THE REQUEST: Turn the material below into a two-column CSV with the headers text and answer, one row per passage of wording, paired with the pixel lines that follow it. Put each field in double quotes and replace line breaks within a field with spaces.
━━ DATA FOR THIS TASK
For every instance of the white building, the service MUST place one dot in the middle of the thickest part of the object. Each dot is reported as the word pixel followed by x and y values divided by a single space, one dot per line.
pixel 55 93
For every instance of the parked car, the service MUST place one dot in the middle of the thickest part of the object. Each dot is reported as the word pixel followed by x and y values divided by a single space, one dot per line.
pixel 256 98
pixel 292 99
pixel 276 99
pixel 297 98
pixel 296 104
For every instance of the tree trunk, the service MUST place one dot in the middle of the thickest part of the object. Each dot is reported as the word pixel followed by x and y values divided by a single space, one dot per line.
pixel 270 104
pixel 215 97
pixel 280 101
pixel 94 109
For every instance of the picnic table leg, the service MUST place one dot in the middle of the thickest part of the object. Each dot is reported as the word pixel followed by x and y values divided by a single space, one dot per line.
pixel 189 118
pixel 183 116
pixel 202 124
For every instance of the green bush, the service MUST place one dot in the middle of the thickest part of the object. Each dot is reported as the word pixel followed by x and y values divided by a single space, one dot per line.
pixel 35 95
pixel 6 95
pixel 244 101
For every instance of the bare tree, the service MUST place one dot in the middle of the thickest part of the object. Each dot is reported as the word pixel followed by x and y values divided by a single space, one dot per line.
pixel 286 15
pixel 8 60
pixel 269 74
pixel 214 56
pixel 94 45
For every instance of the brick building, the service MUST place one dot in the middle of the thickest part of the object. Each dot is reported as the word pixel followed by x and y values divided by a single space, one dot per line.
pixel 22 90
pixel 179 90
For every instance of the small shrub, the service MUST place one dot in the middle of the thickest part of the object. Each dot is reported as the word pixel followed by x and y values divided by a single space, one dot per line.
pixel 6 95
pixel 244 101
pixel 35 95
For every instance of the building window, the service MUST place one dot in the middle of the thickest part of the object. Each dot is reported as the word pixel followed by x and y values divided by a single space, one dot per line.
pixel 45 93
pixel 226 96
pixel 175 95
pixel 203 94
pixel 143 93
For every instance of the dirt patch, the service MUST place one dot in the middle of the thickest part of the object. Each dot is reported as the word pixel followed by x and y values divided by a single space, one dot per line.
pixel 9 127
━━━━
OUTPUT OF THE EXERCISE:
text,answer
"For every instance of the white building, the service MUST place one dot in the middle of the thickest part of the object. Each dot is reported as the word pixel followed by x and y values divided by a single space, one dot per line.","pixel 55 93"
"For every instance of the parked car, the service MUST place one dot in the middle of the thickest part of the object. Each dot is reported as the word pixel followed by x and y values divided by a single space, one dot per line.","pixel 256 98 pixel 292 99 pixel 276 99 pixel 297 98 pixel 296 104"
"For every instance of the tree trunk, the service MUST place one dot in the middle of the thickest part of the object. Each dot is reported as the word pixel followed by x and y values divided by a single space, one dot per line.","pixel 270 104 pixel 215 97 pixel 280 101 pixel 94 109"
"For every instance of the picnic table leg, the service MUST place one dot in the middle of the thickest part of the object. Each dot is reported as the word pixel followed by x and y values divided by a single space, one dot per line.","pixel 189 118 pixel 183 116 pixel 202 124"
"For every instance of the green bush, the service MUST place one dot in the middle of the thickest part of the object. Each dot is reported as the word pixel followed by x and y values divided by a single space, one dot per line.","pixel 35 95 pixel 6 95 pixel 244 101"
"For every instance of the bare tree, the service MUST place one dot in the middle of the thickest part of the object. Each dot is reported as the word pixel followed by x and y values divided by a single space, one dot per line.","pixel 286 15 pixel 8 60 pixel 269 74 pixel 214 56 pixel 94 45"
"For every instance of the brick building, the service MUST place one dot in the middle of the thickest part of the object. Each dot is reported as the word pixel followed by x and y values divided by a single space, one dot per line.","pixel 22 90 pixel 179 90"
"For every instance of the small shrub, the service MUST place one dot in the middle of the thickest part of the object. Each dot is reported as the word pixel followed by x and y values divided by a single space, one dot per line.","pixel 6 95 pixel 244 101 pixel 35 95"
"For every instance of the building window, the service MUST place one dot in the middle of the thickest part of the object. Each dot is reported as the word pixel followed by x and y values divided by a single space, one dot per line.","pixel 45 93 pixel 226 96 pixel 175 95 pixel 203 94 pixel 143 93"
"For every instance of the dirt patch, the service MUST place one dot in the middle of the thickest part of the object. Each dot is reported as the word pixel followed by x and y values divided by a single space, one dot per line.","pixel 9 127"